Problem to work on ▸ Format the data below as a numbered list, leaving out any blank lines.

Extracted material ▸
##############################
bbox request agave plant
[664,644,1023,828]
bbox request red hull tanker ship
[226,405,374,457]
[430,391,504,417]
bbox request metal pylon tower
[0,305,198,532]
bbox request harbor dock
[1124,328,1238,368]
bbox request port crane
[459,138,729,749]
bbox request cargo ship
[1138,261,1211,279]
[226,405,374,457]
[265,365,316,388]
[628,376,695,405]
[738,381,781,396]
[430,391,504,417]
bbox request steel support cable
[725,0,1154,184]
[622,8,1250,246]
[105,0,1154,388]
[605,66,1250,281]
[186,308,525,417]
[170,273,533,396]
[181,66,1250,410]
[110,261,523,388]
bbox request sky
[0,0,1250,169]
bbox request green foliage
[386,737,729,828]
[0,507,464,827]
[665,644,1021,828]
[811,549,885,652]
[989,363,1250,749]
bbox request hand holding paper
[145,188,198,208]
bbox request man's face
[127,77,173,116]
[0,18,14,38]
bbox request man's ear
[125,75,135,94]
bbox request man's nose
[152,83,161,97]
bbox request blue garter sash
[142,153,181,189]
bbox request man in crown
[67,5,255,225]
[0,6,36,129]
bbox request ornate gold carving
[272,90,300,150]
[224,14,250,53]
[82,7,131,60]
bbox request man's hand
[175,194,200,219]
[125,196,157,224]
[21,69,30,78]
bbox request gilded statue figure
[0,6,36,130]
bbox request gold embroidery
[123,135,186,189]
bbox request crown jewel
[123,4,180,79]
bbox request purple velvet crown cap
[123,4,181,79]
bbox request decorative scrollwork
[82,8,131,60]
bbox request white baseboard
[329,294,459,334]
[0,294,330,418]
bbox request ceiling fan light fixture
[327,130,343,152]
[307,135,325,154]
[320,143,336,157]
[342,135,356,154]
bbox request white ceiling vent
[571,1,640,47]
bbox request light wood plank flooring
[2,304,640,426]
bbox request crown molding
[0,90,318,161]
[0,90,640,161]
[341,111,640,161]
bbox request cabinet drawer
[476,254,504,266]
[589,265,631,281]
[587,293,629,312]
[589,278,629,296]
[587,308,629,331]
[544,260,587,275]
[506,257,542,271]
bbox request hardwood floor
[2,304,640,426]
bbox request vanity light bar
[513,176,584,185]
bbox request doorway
##############################
Final result ▸
1. bbox request agave plant
2. [664,644,1023,828]
3. bbox request red hull tanker ship
4. [226,405,374,457]
5. [430,391,504,417]
6. bbox request metal pylon tower
7. [0,305,198,532]
8. bbox request harbor dock
9. [1124,328,1238,368]
10. bbox request port crane
11. [459,138,729,749]
12. bbox request cargo ship
13. [1138,261,1211,279]
14. [226,405,374,457]
15. [265,365,316,388]
16. [628,376,695,405]
17. [738,381,781,396]
18. [430,391,504,417]
19. bbox request steel support cable
20. [725,0,1154,184]
21. [622,8,1250,246]
22. [105,0,1154,388]
23. [605,66,1250,281]
24. [186,308,525,417]
25. [170,273,533,396]
26. [181,66,1250,410]
27. [110,261,523,388]
28. bbox request sky
29. [0,0,1250,169]
30. bbox request green foliage
31. [386,737,729,828]
32. [0,507,464,827]
33. [665,644,1021,828]
34. [811,549,885,652]
35. [989,363,1250,749]
36. bbox request hand holding paper
37. [145,188,198,208]
38. bbox request man's face
39. [127,77,173,116]
40. [0,18,14,38]
41. bbox request man's ear
42. [125,75,135,94]
43. bbox request man's nose
44. [152,83,161,97]
45. bbox request blue garter sash
46. [142,153,181,189]
47. bbox request man in crown
48. [67,5,255,225]
49. [0,6,36,129]
50. bbox request ornate gold carving
51. [272,90,300,150]
52. [224,14,250,53]
53. [82,7,131,60]
54. bbox request man's hand
55. [175,194,200,219]
56. [125,196,157,224]
57. [21,69,30,78]
58. bbox request gilded statue figure
59. [0,6,36,130]
60. bbox request gold embroidery
61. [123,135,186,189]
62. bbox request crown jewel
63. [123,4,180,79]
64. bbox request purple velvet crown cap
65. [123,4,181,79]
66. bbox request decorative scrollwork
67. [82,8,131,60]
68. bbox request white baseboard
69. [329,294,459,334]
70. [0,294,330,418]
71. bbox request ceiling fan light fixture
72. [327,130,343,152]
73. [307,135,325,154]
74. [320,143,336,157]
75. [342,135,356,154]
76. bbox request white ceiling vent
77. [571,1,640,47]
78. bbox request light wood plank flooring
79. [2,304,640,426]
80. bbox request crown molding
81. [0,90,318,161]
82. [0,90,640,161]
83. [341,111,640,161]
84. bbox request cabinet drawer
85. [476,254,504,266]
86. [589,265,631,281]
87. [587,293,629,312]
88. [589,278,629,296]
89. [587,308,629,331]
90. [544,260,587,275]
91. [506,257,542,271]
92. bbox request hardwood floor
93. [2,304,640,426]
94. bbox request vanity light bar
95. [513,176,584,185]
96. bbox request doorway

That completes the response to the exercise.